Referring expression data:
· · · · · · ·

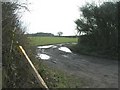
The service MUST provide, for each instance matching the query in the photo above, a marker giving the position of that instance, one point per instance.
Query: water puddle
(45, 47)
(44, 56)
(65, 56)
(65, 49)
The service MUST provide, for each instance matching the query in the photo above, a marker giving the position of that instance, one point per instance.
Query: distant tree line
(15, 72)
(41, 34)
(100, 25)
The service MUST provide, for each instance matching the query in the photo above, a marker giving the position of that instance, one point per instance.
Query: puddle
(65, 49)
(65, 56)
(44, 56)
(48, 46)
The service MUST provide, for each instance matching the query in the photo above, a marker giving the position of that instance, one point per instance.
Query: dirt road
(98, 72)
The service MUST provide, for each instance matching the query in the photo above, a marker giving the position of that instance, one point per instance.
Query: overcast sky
(52, 16)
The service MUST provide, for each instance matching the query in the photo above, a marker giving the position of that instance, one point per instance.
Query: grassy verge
(34, 41)
(0, 78)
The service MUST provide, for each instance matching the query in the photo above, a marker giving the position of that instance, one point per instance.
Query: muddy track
(98, 72)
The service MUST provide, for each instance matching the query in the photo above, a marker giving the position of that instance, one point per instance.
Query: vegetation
(50, 40)
(16, 72)
(41, 34)
(60, 33)
(99, 23)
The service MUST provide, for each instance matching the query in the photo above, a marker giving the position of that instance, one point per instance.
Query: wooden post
(35, 72)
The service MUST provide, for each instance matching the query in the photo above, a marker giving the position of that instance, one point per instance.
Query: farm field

· · · · · · ·

_Work order:_ Nothing but the lines from the line that contains "Query: vegetation" to the last line of the records above should appear in the answer; please copy them exactly.

_Expected output:_
Query: vegetation
(50, 40)
(16, 72)
(41, 34)
(60, 33)
(99, 23)
The service MUST provide, for each instance matching the query in the photo above, a marker giving the position of that instance, one point per instance.
Query: wooden post
(35, 72)
The service MUST provide, for each instance matching the query in the photo above, a marker giving the position of that instance, one point per instance.
Query: farm field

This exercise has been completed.